(Saved entries)
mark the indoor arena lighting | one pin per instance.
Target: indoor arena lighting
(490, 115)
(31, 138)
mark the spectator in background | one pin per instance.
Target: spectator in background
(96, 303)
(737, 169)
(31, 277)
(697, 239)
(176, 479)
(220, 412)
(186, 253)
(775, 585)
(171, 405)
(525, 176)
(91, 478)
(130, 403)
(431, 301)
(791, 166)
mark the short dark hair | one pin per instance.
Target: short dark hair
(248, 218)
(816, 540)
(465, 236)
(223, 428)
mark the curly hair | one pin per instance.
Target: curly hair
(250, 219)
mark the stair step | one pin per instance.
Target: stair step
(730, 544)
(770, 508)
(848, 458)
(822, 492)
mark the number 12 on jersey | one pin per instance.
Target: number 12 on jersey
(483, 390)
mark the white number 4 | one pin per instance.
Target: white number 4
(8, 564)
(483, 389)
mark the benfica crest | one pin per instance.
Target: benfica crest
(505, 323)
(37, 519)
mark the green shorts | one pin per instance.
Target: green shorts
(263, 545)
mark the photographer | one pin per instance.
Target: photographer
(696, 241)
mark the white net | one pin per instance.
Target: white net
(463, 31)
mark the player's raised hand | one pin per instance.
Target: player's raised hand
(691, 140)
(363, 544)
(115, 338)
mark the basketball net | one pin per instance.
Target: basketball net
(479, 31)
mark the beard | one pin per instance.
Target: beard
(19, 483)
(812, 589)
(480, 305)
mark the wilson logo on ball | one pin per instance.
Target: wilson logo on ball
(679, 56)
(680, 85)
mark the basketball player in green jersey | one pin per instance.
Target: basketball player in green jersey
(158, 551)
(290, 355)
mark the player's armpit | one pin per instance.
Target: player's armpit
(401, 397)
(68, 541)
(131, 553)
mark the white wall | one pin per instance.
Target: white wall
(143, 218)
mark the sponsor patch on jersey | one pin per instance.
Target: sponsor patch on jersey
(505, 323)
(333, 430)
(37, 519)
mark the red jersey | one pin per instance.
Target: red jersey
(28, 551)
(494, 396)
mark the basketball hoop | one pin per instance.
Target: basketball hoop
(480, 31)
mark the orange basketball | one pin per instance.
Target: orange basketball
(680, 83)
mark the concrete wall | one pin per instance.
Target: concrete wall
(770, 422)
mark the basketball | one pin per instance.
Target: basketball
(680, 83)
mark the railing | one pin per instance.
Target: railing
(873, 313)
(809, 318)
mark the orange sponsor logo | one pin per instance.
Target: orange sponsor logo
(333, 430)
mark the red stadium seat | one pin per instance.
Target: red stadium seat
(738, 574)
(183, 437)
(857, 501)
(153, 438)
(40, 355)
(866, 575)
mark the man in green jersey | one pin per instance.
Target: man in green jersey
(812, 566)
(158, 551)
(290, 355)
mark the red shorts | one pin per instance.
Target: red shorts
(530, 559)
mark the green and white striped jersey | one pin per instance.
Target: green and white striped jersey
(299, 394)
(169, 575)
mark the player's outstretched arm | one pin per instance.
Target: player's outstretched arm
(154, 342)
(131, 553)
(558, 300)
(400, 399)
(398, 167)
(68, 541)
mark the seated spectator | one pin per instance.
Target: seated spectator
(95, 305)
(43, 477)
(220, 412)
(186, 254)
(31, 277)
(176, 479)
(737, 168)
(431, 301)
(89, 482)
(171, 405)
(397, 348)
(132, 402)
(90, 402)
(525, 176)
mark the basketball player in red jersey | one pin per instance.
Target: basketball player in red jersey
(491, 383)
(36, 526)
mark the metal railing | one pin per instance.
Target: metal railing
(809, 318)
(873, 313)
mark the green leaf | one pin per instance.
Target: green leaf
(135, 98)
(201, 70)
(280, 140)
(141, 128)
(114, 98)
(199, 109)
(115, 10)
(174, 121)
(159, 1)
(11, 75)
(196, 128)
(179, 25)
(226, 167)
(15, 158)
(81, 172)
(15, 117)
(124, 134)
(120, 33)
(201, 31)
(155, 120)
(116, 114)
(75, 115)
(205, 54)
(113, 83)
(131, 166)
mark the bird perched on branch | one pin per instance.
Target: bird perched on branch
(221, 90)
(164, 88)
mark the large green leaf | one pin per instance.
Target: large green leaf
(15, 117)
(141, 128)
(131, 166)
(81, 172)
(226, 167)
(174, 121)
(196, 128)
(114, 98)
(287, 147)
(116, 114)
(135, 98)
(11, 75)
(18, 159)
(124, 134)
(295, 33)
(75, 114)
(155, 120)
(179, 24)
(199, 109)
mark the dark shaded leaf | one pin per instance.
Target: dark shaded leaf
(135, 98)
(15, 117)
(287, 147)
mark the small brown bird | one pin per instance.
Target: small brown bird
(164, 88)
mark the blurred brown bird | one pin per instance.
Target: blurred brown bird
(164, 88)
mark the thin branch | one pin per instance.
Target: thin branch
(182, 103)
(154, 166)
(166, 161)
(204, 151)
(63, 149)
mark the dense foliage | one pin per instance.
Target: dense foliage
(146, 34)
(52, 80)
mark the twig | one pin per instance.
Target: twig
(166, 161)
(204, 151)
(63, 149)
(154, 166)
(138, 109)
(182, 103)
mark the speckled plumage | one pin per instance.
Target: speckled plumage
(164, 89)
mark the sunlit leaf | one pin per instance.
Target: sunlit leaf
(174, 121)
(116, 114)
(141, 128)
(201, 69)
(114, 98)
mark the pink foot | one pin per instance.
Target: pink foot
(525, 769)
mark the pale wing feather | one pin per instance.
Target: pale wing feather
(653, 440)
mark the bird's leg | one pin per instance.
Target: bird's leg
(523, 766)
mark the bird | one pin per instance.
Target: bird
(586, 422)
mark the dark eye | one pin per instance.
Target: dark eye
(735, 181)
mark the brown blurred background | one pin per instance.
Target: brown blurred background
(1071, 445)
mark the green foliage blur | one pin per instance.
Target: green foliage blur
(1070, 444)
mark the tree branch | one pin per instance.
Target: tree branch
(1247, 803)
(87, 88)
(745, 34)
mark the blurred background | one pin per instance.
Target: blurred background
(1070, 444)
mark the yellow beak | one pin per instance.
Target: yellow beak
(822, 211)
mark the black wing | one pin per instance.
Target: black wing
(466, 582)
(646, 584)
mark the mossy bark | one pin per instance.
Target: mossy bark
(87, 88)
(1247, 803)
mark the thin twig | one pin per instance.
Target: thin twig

## REQUIREMENT
All of the data above should be reproduced exactly, with nothing missing.

## TASK ANSWER
mark the indoor arena lighting | one pin per instance.
Target: indoor arena lighting
(490, 115)
(31, 138)
mark the spectator in background | one pin per instance.
Target: spectator in background
(96, 303)
(737, 169)
(31, 277)
(697, 239)
(176, 479)
(220, 412)
(186, 253)
(775, 585)
(171, 405)
(525, 176)
(91, 478)
(130, 403)
(431, 301)
(791, 166)
mark the short dark hair | one pin per instance.
Target: short dark hair
(248, 218)
(816, 540)
(465, 236)
(223, 428)
mark the curly hair | one pin per instance.
Target: curly hair
(250, 219)
mark the stair step | one pin per instance.
Target: stair step
(730, 544)
(770, 508)
(848, 458)
(822, 492)
mark the number 12 on jersey | one pin per instance.
Target: number 12 on jersey
(483, 390)
mark the white number 4 | one pin per instance.
Target: white number 4
(8, 564)
(483, 389)
mark the benfica crest | one pin per instance.
Target: benfica crest
(505, 323)
(37, 519)
mark the green shorts | one pin per instance.
Target: green shorts
(263, 545)
mark the photographer | one pin per instance.
Target: photographer
(696, 241)
mark the white net | one pin per instance.
Target: white net
(463, 31)
mark the player's raised hand | one pin per instance.
Target: player's raised hand
(691, 140)
(363, 544)
(115, 338)
mark the basketball net | one pin per instance.
Target: basketball net
(479, 31)
mark the beard | one pin per instance.
Target: beard
(19, 483)
(812, 589)
(480, 305)
mark the wilson logo on ball | one pin per instance.
Target: wilson logo on ball
(679, 56)
(680, 85)
mark the basketball player in green jersey | one pin per instance.
Target: basketball player in green jersey
(158, 551)
(290, 355)
mark the player's armpit | one pin per instance.
Target: player's armpit
(401, 397)
(68, 541)
(131, 553)
mark the white wall | one pin per instance.
Target: white wall
(143, 218)
mark the sponsor patch on jersey | one pin per instance.
Target: sponsor patch on jersey
(505, 323)
(333, 430)
(37, 519)
mark the red jersey | one pin per instance.
Target: red jersey
(28, 551)
(494, 396)
mark the basketball hoop | one pin per instance.
Target: basketball hoop
(480, 31)
mark the orange basketball | one pin per instance.
Target: orange basketball
(680, 83)
mark the concrete wall | one pin per instance.
Target: concrete wall
(770, 422)
mark the basketball | one pin per instance.
Target: basketball
(680, 83)
mark the railing | one pin per instance.
Target: railing
(873, 313)
(809, 318)
mark the orange sponsor logo | one pin per instance.
Target: orange sponsor logo
(333, 430)
mark the red stadium seat | one pin per instance.
Target: red stadium seat
(738, 574)
(183, 437)
(857, 501)
(153, 438)
(40, 355)
(866, 575)
mark the man in green jersey | one pin per instance.
Target: man in green jersey
(812, 566)
(158, 551)
(290, 355)
mark the red shorts | one pin per instance.
Target: red shorts
(530, 559)
mark the green and white striped jersey | one pin per instance.
Target: green and white striped jersey
(299, 394)
(169, 575)
mark the player's outstretched arm | one pin per instance.
Target: player's outstretched arm
(154, 342)
(131, 553)
(558, 300)
(400, 399)
(398, 167)
(68, 541)
mark the seated spectator | one pin per instance.
Target: seated spectator
(95, 305)
(43, 477)
(220, 412)
(186, 254)
(31, 277)
(176, 479)
(737, 168)
(431, 301)
(89, 482)
(171, 405)
(397, 348)
(132, 402)
(90, 402)
(525, 176)
mark the basketball player in red jersey | one pin per instance.
Target: basketball player in red jersey
(491, 383)
(36, 526)
mark the metal railing | one pin per instance.
Target: metal railing
(809, 318)
(873, 313)
mark the green leaf | one pin per instance.
Target: green leaf
(135, 98)
(201, 70)
(280, 140)
(141, 128)
(114, 98)
(199, 109)
(115, 10)
(174, 121)
(159, 1)
(11, 75)
(196, 128)
(179, 25)
(226, 167)
(15, 158)
(81, 172)
(15, 117)
(124, 134)
(120, 33)
(201, 31)
(155, 120)
(116, 114)
(75, 115)
(205, 54)
(113, 83)
(131, 166)
mark the bird perched on branch | one pin per instance.
Target: bird perched on branch
(221, 90)
(164, 88)
mark the large green leaf | one pin per instance.
Target: large green leaf
(15, 117)
(141, 128)
(131, 166)
(81, 172)
(226, 167)
(174, 121)
(196, 128)
(114, 98)
(287, 147)
(116, 114)
(135, 98)
(11, 75)
(18, 159)
(124, 134)
(295, 33)
(75, 114)
(155, 120)
(179, 24)
(199, 109)
mark the dark shaded leaf | one pin per instance.
Target: dark shaded leaf
(135, 98)
(15, 117)
(287, 147)
mark the small brown bird | one pin per instance.
Target: small brown bird
(164, 88)
mark the blurred brown bird | one pin per instance.
Target: blurred brown bird
(164, 88)
mark the thin branch | one pin per instance.
Target: thin branch
(182, 103)
(154, 166)
(166, 161)
(204, 151)
(63, 149)
mark the dense foliage | one pin per instance.
Target: dense foliage
(146, 34)
(52, 80)
mark the twig | one pin per instance.
Target: twig
(166, 161)
(204, 151)
(63, 149)
(154, 166)
(138, 109)
(182, 103)
mark the speckled plumage | one pin per instance.
Target: speckled plumage
(164, 89)
mark the sunlit leaf | one pin per instance.
Target: sunlit leaf
(174, 121)
(116, 114)
(141, 128)
(201, 69)
(114, 98)
mark the pink foot | one pin per instance.
Target: pink foot
(525, 769)
mark the pale wing feather | one pin per instance.
Target: pale wing feather
(653, 440)
mark the bird's leg | one pin per instance.
Target: bird's leg
(523, 766)
mark the bird | one pin per instance.
Target: bird
(586, 422)
mark the dark eye | one pin per instance.
Target: dark eye
(735, 181)
mark the brown blurred background | one pin per instance.
Target: brown blurred background
(1071, 445)
mark the green foliage blur | one pin per instance.
Target: green foliage blur
(1070, 444)
mark the tree branch | one pin per instance.
Target: tree branch
(1247, 803)
(87, 88)
(745, 34)
mark the blurred background | one pin per instance.
Target: blurred background
(1070, 444)
mark the yellow beak | one pin per instance.
Target: yellow beak
(822, 211)
mark the black wing | one pin per instance.
Target: black wing
(466, 582)
(646, 584)
mark the mossy bark | one pin per instance.
Target: mossy bark
(87, 88)
(1247, 803)
mark the thin twig | one pin per instance.
Target: thin twig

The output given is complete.